● Extrait fourni:
.....
Opinions de campagne

​Les opinions que nous professons relèvent moins de nos idées que de nos caractères. Dans la manière dont elles se forment, ce n’est pas tant notre raison qui est à l’œuvre qu’un ensemble de dispositions émotionnelles et personnelles qu’on peut appeler notre sensibilité ou notre tempérament. Ce sont ces dispositions qui déterminent la façon dont nous réagissons à une situation donnée. L’intelligence n’intervient qu’après (dans l’hypothèse où elle intervient, ce dont nombre d’observations peuvent conduire à faire douter), afin de fournir des rationalisations rassurantes à des prises de position auxquelles au départ elle n’a pas vraiment contribué.
.....
● Informations extraites:

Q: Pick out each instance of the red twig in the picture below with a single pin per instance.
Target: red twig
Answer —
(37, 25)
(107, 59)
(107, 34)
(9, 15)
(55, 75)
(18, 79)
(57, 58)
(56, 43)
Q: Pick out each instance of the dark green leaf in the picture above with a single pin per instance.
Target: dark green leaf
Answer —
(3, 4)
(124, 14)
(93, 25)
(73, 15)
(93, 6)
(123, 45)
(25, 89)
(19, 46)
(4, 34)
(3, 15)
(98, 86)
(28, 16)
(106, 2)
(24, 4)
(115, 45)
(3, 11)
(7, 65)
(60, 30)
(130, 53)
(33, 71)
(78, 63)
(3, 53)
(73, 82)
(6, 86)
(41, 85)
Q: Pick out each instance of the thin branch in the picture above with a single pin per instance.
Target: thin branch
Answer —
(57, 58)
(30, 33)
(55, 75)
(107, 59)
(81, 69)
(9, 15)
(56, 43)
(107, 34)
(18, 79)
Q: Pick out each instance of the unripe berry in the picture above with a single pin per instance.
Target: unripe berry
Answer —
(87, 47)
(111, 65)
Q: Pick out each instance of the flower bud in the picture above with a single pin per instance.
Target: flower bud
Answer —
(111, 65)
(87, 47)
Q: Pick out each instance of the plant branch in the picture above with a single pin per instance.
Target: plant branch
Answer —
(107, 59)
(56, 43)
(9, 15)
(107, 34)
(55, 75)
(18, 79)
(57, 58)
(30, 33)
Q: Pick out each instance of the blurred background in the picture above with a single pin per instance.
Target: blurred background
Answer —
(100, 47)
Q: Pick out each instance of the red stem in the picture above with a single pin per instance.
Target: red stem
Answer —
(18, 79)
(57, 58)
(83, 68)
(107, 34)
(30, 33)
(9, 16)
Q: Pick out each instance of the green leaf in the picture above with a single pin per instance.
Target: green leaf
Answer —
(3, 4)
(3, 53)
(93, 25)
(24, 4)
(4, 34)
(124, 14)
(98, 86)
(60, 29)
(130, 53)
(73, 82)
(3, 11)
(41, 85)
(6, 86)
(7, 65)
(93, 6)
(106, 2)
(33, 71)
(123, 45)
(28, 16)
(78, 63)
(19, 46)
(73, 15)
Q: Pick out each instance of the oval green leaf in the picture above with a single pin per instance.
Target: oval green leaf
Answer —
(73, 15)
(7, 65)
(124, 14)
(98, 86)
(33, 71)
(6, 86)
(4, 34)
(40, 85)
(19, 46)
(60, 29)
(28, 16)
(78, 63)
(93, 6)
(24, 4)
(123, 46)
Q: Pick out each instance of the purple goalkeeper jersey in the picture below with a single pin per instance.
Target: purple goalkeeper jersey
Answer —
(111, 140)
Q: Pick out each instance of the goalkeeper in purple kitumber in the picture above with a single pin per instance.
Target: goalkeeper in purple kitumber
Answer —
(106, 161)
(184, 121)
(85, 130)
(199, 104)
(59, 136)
.....
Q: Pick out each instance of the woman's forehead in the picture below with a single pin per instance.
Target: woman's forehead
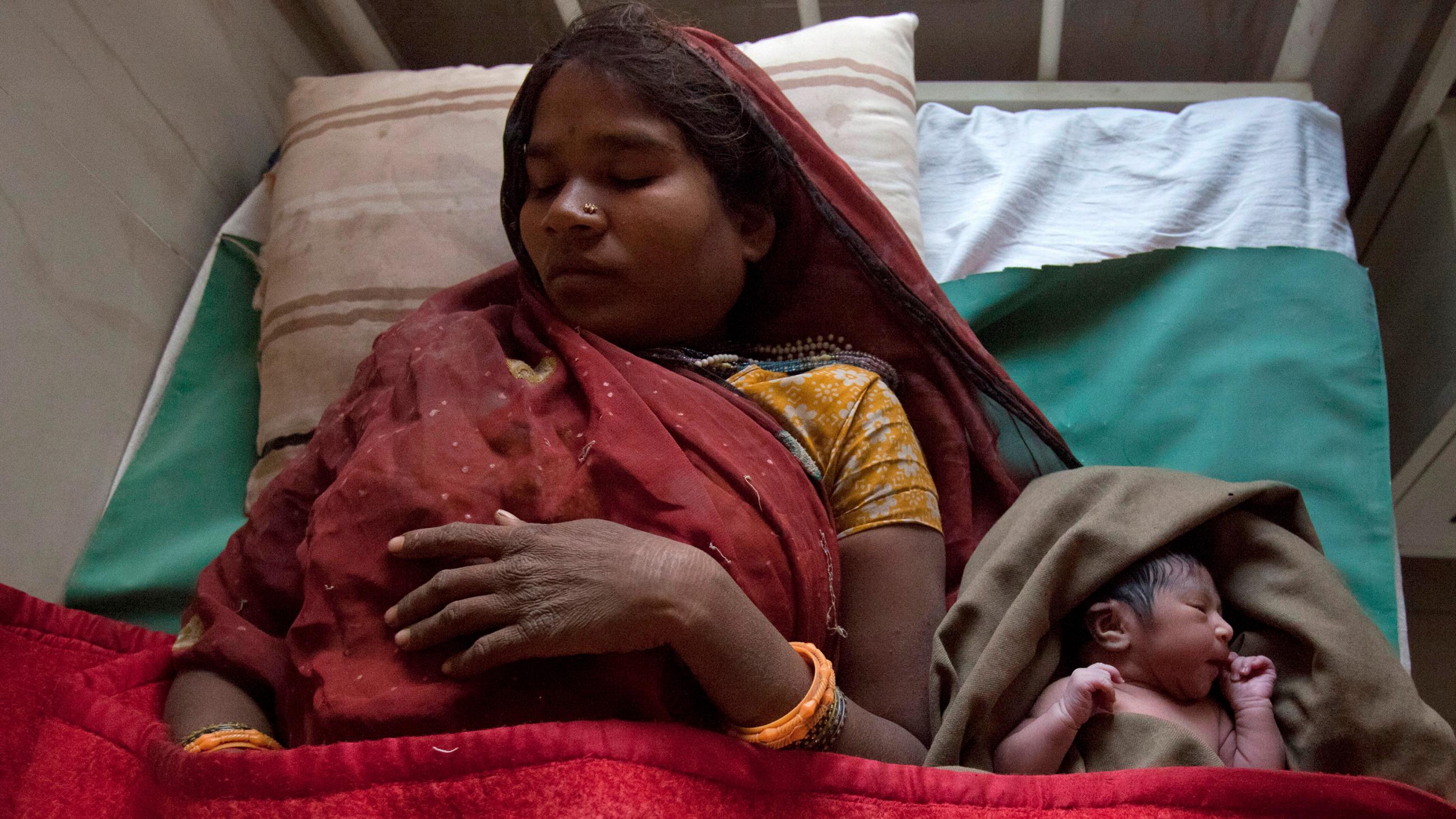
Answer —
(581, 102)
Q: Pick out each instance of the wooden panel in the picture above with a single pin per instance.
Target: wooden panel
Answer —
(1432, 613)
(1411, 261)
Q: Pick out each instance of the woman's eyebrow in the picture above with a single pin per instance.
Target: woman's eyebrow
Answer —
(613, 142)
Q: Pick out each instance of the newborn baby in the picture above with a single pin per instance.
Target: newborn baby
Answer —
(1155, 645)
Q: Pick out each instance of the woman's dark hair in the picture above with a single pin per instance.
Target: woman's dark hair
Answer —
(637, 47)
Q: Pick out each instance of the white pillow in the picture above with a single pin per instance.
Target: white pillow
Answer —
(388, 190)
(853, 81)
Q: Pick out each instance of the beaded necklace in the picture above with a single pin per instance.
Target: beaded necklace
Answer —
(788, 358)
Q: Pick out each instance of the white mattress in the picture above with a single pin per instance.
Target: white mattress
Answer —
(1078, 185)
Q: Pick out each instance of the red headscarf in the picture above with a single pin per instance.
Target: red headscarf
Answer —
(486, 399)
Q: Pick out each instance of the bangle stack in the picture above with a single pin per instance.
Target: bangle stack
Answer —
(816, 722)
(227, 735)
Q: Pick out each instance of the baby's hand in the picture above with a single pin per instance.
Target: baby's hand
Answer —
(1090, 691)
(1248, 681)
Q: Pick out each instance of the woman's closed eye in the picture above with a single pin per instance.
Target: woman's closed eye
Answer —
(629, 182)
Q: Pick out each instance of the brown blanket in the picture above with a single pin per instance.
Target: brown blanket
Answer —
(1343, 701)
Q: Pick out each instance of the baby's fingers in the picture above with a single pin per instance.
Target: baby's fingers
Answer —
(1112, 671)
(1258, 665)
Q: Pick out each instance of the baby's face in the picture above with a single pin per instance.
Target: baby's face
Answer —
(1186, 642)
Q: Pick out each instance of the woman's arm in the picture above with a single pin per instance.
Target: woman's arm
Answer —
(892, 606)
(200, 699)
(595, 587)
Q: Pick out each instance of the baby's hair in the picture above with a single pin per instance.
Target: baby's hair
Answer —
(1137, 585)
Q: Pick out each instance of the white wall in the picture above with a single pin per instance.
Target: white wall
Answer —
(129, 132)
.....
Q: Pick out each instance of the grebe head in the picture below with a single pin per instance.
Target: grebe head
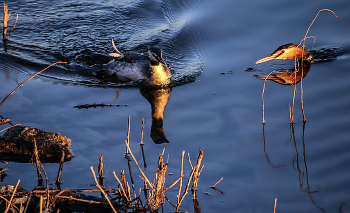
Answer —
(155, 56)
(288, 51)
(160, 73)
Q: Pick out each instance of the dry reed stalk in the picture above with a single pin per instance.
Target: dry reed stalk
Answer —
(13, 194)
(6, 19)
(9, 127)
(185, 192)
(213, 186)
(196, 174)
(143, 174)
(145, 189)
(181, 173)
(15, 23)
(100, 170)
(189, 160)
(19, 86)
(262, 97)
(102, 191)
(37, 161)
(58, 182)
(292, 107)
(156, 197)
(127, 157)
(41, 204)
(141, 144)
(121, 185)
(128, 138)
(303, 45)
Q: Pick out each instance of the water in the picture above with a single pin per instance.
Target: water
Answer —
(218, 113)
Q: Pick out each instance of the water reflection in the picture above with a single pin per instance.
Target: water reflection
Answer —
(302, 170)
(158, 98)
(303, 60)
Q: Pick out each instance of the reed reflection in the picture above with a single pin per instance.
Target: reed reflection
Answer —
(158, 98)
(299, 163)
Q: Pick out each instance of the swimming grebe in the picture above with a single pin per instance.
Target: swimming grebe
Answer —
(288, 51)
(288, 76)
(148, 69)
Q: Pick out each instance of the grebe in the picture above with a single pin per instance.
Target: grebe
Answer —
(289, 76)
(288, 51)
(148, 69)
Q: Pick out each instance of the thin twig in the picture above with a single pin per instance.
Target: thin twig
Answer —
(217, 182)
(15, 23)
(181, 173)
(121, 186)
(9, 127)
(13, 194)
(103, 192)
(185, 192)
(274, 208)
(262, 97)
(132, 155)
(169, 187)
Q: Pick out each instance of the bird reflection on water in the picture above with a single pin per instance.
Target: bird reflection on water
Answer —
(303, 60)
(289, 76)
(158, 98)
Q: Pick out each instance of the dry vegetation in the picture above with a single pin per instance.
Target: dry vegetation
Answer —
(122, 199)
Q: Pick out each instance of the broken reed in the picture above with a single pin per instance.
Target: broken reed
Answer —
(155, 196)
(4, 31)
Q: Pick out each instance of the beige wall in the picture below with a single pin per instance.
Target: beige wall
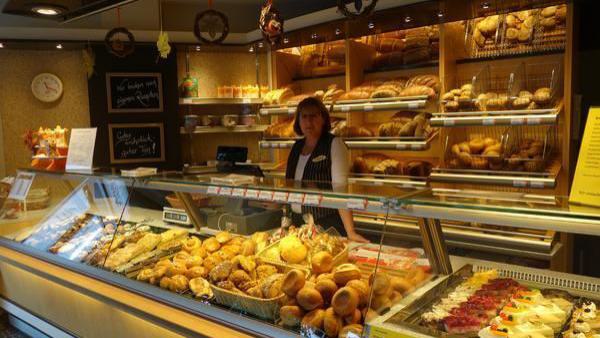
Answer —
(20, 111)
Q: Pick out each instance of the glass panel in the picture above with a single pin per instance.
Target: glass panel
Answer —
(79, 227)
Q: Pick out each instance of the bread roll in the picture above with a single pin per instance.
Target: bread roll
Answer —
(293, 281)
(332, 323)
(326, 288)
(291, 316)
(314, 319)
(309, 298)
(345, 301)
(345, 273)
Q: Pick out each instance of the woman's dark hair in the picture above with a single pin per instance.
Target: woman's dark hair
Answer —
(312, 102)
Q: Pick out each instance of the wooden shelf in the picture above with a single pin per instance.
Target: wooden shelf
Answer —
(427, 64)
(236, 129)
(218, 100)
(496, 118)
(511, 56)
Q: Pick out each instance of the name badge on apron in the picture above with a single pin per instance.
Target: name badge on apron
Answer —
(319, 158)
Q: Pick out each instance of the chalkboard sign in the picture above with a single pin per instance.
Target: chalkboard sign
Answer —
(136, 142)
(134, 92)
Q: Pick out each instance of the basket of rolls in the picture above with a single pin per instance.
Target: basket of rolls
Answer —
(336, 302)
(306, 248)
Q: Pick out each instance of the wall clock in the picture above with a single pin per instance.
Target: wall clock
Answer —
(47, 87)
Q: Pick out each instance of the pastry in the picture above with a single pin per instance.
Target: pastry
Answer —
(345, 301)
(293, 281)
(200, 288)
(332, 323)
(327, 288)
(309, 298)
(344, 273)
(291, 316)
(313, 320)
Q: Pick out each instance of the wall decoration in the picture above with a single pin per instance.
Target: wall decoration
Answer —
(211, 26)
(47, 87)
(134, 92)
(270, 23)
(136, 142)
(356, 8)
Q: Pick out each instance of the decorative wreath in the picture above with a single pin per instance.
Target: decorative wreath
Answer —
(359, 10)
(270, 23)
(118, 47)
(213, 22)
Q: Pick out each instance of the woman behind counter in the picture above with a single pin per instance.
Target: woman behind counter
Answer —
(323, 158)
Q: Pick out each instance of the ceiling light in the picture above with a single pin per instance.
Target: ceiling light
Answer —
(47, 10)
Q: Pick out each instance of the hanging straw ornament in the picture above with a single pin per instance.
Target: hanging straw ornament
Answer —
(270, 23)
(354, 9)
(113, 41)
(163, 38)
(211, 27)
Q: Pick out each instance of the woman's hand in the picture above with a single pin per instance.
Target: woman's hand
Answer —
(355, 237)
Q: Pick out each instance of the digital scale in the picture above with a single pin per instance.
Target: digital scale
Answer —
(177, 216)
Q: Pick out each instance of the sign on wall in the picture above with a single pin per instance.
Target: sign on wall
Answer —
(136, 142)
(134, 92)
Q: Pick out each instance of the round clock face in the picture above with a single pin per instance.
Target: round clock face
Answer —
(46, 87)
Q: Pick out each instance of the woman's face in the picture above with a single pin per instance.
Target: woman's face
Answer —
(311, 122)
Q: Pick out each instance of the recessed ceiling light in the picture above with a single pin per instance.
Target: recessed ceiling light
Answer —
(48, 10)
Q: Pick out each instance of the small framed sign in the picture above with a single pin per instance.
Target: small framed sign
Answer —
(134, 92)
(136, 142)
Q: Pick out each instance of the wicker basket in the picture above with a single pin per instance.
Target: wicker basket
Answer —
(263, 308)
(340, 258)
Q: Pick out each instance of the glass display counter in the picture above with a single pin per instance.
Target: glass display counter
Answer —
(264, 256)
.....
● Actions à mener:
a) Dans l'extrait sur les opinions, relevez tous les groupes nominaux introduits par le possessif « nos » ou « notre ».
b) Modifiez l'extrait sur les opinions en le recopiant en commençant par « Opinions de campagne » et en terminant par « pas vraiment contribué. », avec « logique » à la place de « raison ».
Les entrées ne sont pas nécessaires.

● Liste des solutions:
a) nos idées, nos caractères, notre raison, notre sensibilité, notre tempérament

b)
Opinions de campagne

​Les opinions que nous professons relèvent moins de nos idées que de nos caractères. Dans la manière dont elles se forment, ce n’est pas tant notre logique qui est à l’œuvre qu’un ensemble de dispositions émotionnelles et personnelles qu’on peut appeler notre sensibilité ou notre tempérament. Ce sont ces dispositions qui déterminent la façon dont nous réagissons à une situation donnée. L’intelligence n’intervient qu’après (dans l’hypothèse où elle intervient, ce dont nombre d’observations peuvent conduire à faire douter), afin de fournir des rationalisations rassurantes à des prises de position auxquelles au départ elle n’a pas vraiment contribué.